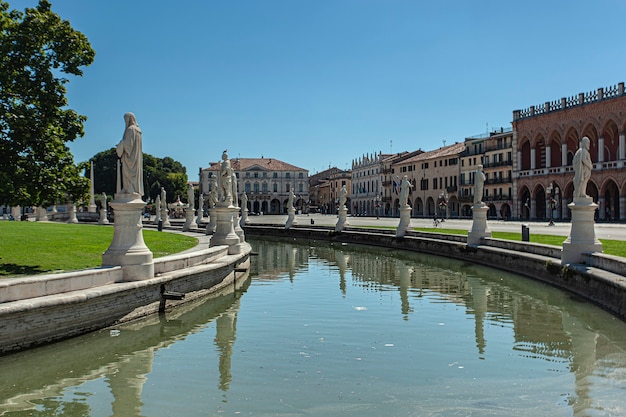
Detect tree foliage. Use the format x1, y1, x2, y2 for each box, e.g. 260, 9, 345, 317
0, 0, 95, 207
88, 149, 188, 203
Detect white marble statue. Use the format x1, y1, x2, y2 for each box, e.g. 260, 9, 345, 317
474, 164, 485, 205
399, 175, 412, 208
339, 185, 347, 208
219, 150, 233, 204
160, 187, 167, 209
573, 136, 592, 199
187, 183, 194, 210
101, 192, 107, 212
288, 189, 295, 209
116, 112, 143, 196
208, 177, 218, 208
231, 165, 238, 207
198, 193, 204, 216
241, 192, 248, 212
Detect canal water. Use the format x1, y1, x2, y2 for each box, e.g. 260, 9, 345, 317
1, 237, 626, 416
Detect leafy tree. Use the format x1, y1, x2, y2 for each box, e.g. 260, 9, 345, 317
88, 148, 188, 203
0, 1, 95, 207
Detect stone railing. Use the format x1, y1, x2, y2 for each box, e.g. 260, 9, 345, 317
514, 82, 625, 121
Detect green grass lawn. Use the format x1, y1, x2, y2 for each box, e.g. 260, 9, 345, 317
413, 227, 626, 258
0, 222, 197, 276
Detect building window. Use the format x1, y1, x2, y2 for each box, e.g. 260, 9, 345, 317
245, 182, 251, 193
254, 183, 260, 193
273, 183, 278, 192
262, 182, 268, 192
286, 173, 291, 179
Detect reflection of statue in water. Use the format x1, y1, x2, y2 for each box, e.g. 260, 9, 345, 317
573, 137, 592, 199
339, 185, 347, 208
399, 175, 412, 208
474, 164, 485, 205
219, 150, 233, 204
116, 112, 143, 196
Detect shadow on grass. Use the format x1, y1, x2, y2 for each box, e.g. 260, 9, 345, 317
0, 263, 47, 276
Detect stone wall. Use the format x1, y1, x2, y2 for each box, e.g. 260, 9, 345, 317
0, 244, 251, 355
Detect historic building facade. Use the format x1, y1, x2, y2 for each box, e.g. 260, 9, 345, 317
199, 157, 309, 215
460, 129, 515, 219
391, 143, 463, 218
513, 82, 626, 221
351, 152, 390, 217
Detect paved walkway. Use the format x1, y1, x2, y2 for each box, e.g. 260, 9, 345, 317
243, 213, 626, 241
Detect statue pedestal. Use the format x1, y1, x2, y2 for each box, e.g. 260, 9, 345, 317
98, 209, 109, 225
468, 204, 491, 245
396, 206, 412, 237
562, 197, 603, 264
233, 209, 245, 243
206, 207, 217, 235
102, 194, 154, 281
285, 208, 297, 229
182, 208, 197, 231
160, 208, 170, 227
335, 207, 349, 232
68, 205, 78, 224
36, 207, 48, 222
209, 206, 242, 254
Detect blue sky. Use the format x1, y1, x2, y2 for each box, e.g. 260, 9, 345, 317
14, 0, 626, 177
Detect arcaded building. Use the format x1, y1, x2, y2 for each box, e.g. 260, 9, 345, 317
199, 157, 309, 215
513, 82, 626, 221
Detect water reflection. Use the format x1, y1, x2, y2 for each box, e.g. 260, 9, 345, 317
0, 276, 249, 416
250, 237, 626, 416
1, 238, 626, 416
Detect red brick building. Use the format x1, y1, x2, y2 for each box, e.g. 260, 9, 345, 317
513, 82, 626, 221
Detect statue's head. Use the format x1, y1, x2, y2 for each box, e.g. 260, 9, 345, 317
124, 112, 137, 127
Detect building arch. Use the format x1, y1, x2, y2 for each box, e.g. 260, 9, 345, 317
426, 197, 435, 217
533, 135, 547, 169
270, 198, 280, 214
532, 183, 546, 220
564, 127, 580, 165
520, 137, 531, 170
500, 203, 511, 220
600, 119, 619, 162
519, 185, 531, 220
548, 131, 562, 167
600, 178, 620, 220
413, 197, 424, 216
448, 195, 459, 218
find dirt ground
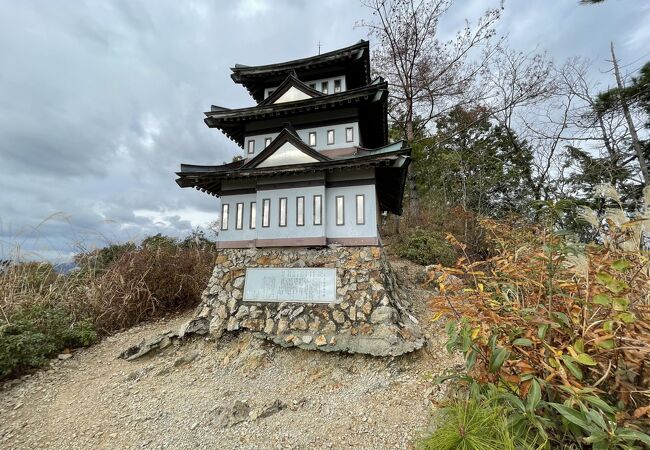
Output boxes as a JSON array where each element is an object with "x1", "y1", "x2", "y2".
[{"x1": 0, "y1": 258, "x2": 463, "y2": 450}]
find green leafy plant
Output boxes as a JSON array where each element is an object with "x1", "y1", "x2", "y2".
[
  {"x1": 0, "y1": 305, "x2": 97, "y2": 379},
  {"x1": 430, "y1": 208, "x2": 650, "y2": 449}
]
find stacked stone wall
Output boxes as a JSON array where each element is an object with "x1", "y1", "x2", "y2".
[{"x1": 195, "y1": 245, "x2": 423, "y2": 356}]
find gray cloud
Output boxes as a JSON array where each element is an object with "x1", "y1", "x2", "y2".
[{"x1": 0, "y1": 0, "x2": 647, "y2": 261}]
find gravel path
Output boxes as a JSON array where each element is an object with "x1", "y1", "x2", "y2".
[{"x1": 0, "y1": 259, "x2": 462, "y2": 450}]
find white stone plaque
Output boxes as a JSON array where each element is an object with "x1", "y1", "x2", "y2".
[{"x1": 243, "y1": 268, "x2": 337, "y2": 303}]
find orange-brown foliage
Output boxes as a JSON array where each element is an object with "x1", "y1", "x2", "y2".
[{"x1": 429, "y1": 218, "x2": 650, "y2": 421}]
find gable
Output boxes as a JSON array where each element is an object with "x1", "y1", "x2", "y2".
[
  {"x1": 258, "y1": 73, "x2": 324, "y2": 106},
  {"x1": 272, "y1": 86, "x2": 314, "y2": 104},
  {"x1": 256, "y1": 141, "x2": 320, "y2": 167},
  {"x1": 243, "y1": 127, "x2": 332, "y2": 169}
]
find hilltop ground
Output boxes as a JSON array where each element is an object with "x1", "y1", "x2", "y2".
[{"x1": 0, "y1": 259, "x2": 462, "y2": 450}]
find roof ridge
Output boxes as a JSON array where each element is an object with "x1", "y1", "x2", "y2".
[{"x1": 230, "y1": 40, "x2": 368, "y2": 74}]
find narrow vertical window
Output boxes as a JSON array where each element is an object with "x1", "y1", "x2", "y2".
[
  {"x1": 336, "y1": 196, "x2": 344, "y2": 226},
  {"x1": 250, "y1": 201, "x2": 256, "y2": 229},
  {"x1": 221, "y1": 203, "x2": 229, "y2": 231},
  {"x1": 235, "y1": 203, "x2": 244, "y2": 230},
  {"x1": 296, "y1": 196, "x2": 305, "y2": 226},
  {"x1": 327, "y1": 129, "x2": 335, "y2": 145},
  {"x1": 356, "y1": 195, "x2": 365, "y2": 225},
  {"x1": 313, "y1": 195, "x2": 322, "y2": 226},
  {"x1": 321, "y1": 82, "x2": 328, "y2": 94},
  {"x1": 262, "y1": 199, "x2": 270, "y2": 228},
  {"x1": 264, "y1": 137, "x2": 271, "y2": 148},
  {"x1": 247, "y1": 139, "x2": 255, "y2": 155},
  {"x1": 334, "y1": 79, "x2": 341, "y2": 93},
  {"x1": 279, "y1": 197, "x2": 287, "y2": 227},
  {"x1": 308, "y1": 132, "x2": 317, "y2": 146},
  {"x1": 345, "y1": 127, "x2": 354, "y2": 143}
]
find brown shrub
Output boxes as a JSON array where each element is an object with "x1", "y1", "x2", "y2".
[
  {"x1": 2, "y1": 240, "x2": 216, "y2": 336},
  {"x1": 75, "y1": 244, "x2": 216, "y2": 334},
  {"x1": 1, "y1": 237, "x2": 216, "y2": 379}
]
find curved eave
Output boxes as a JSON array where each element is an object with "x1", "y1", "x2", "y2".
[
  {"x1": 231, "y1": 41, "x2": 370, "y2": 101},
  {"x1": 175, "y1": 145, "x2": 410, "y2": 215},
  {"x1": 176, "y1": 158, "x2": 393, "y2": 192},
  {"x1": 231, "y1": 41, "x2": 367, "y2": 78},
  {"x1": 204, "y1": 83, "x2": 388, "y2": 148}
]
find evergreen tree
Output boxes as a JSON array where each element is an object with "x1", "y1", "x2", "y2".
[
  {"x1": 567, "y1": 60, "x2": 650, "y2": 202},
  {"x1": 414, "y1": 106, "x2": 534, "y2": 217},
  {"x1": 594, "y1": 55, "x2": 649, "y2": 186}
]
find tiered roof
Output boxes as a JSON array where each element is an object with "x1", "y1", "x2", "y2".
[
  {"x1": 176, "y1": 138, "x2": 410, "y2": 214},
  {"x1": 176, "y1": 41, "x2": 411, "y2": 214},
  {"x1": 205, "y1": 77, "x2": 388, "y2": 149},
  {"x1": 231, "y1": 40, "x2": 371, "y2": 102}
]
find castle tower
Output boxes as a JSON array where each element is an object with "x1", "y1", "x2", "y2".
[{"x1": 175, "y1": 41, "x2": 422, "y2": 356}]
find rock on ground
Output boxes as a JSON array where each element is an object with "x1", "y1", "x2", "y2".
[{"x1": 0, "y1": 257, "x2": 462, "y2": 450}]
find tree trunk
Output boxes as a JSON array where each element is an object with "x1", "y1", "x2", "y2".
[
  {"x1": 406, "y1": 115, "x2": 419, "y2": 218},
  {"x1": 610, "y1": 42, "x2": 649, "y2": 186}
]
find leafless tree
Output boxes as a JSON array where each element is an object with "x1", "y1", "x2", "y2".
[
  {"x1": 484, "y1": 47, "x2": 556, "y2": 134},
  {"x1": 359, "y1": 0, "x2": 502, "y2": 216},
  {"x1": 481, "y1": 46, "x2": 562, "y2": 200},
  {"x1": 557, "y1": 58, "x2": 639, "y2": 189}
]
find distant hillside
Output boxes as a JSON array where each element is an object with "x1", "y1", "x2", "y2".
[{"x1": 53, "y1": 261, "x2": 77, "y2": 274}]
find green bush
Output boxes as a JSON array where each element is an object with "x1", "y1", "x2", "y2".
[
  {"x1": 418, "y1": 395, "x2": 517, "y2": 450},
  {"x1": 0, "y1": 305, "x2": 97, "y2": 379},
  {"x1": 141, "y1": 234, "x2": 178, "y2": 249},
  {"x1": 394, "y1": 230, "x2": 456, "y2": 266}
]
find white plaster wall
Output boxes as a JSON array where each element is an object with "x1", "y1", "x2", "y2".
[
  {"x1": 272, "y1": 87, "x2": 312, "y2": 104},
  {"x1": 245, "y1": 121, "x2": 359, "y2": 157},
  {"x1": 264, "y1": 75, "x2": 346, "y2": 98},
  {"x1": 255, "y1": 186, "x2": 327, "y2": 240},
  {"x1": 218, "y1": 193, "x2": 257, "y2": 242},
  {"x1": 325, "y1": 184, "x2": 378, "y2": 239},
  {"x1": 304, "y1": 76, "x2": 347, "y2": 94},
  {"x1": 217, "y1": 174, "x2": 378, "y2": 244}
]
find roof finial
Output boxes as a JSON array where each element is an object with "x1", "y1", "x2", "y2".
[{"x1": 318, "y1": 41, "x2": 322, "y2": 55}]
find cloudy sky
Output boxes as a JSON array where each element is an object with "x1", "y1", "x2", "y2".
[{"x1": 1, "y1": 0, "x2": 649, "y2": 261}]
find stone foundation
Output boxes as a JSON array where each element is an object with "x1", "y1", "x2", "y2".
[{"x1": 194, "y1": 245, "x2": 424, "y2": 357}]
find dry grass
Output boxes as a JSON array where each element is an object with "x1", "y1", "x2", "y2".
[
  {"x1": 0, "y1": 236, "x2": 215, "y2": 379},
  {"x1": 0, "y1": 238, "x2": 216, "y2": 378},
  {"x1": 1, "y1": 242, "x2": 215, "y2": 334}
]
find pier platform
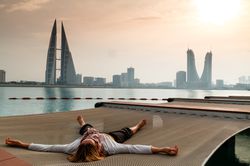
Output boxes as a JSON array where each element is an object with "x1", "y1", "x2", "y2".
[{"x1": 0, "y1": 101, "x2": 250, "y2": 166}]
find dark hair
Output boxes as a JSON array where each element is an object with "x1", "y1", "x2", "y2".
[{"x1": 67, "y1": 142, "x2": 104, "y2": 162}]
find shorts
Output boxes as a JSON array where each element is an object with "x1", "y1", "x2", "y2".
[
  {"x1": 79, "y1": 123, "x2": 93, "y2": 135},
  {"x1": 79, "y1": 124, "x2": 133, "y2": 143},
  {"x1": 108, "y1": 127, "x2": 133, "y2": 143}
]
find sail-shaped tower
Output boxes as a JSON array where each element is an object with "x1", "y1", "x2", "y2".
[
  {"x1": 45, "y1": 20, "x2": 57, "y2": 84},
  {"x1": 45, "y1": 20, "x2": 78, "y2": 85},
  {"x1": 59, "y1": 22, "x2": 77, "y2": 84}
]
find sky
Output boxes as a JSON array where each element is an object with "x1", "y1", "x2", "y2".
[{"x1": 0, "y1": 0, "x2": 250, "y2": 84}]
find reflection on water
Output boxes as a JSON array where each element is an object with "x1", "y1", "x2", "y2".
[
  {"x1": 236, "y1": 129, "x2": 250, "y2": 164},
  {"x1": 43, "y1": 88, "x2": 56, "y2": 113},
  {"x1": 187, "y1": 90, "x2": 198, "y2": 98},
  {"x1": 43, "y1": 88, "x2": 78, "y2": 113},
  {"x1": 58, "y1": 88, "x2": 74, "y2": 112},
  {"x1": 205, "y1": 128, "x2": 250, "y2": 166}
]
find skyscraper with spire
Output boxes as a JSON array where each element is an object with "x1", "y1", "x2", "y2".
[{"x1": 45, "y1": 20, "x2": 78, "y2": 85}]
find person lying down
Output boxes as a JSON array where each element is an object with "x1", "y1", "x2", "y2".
^^^^
### Exercise aim:
Using the records above, count the lines that hold the string "brown", and give back only the result.

### Response area:
2